REQUIREMENTS
• 1. In the passage on the Mars journey, rewrite the part from "As the NASA" to "amount of propellent.", swapping "NASA website" for "agency's website".
• 2. Summarize the passage on the Mars journey in two sentences.
• 3. Carry on the passage on the Mars journey from its last sentence.

SELECTED TEXT
What does the journey to the Mars involve?

A minimum amount of energy is needed to take a satellite from the earth to Mars. The classical way of doing this is to go as near as possible to the sphere of influence of Mars. But that calls for a powerful rocket, which we did not have. We took a different route. We put the orbit in a smaller obit so that the satellite went around the earth for about 3 weeks. During this period, we tested all the instruments and then gradually moved the satellite towards Mars. We kept increasing the orbit till the satellite reached the influence of Mars. The direction in which the satellite moves away from the earth’s influence matters. Complex calculations are involved. Fortunately, the calculations of the ISRO engineers were accurate and there was minimum wastage of fuel. We were also able to break the velocity at the right place and ensured that the satellite reached Mars instead of moving in a wrong direction. The propulsion system also had to work over a longer period.

We achieved success in 4 years. The US took 11 years for its 22 nd mission. What is the explanation? Unlike the Americans, we were driven by a national cause and patriotic zeal. Moreover, we used disruptive technologies.

Note: About satellites and rockets

As the NASA website explains, satellites are launched by putting them on rockets carrying tons of propellants. The propellants give the rocket enough energy to pull out of the Earth’s surface. Because of the pull of Earth’s gravity, the heaviest spacecraft need the biggest rockets and the most amount of propellent.

PROVIDED INFORMATION
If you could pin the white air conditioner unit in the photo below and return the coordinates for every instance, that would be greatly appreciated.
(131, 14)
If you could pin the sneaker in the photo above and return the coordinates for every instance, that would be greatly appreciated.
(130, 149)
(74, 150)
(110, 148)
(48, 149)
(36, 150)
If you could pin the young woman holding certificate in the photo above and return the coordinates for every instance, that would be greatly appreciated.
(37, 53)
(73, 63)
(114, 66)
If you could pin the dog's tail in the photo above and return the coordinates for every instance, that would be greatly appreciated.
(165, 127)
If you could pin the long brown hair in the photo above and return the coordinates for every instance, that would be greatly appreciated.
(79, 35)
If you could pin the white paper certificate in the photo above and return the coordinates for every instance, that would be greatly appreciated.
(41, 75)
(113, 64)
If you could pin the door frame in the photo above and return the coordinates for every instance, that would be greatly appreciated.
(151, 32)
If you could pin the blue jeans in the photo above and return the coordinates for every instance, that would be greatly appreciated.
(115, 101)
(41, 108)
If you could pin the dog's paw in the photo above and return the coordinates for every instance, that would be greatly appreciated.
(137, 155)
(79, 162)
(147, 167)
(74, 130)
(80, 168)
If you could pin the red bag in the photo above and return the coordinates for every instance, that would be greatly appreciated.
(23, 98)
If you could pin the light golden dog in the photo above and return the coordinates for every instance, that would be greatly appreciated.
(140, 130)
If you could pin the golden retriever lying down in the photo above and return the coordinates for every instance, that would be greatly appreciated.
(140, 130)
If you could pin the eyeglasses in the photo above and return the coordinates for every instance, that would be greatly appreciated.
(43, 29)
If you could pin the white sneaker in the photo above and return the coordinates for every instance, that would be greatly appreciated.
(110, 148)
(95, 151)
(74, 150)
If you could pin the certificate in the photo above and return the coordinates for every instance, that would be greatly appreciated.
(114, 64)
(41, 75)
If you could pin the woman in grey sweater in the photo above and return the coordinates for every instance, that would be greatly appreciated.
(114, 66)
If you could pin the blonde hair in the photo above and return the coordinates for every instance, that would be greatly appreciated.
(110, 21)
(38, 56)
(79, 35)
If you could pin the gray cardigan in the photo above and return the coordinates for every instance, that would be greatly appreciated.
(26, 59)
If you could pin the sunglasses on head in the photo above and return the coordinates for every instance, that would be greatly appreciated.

ANSWERS BY TASK
• 1.
As the agency's website explains, satellites are launched by putting them on rockets carrying tons of propellants. The propellants give the rocket enough energy to pull out of the Earth’s surface. Because of the pull of Earth’s gravity, the heaviest spacecraft need the biggest rockets and the most amount of propellent.

• 2. Lacking a powerful rocket, the team first placed the satellite in a smaller orbit around the earth for about three weeks to test its instruments, then gradually raised the orbit until the satellite reached the influence of Mars. Accurate calculations kept fuel wastage to a minimum, and the mission succeeded in four years, which the passage attributes to national zeal and disruptive technologies.

• 3.
https://spaceplace.nasa.gov/launching-into-space/en/

Newton’s third law of motion is the most important principle behind how rockets work. The exhaust streaming out of the bottom of the rocket is nothing but the flames, hot gases and smoke that result from burning the rocket’s propellants. This exhaust provided the action force. In response, the rocket begins moving in the opposite direction, lifting off the ground due to the reaction force. But the Earth’s gravity is still playing spoilsport. The rocket needs enough propellants so that the upward thrust on the rocket is greater than the force of gravity pulling the rocket down.

A rocket needs to speed up to at least 17,800 miles per hour. It must fly above most of the atmosphere, in a curved path around the Earth to ensure that it is not pulled back down to the ground.

In case of a satellite that orbits the Earth, the rocket will launch the satellite. And when it gets to a specific distance from Earth, it will release the satellite. The satellite still has momentum pulling it in one direction. The Earth’s gravity pulls it in another direction. This balance between gravity and momentum keeps the satellite orbiting around Earth. Satellites that orbit close to Earth feel a stronger gravitational pull. To stay in orbit, they must travel faster than a satellite orbiting farther away.

Getting to another planet is a different ballgame. We need a fast-moving rocket to overcome Earth’s gravity. We need speeds of up to around 25,000 mph. The timing is also important. For example, Mars and Earth come closest to each other, once in two years. This is the best time to go to Mars, in terms of time and propellants required. But the exact time of the launch is also crucial. The spacecraft and Mars must arrive at the same place at the same time.

How does ISRO develop leaders?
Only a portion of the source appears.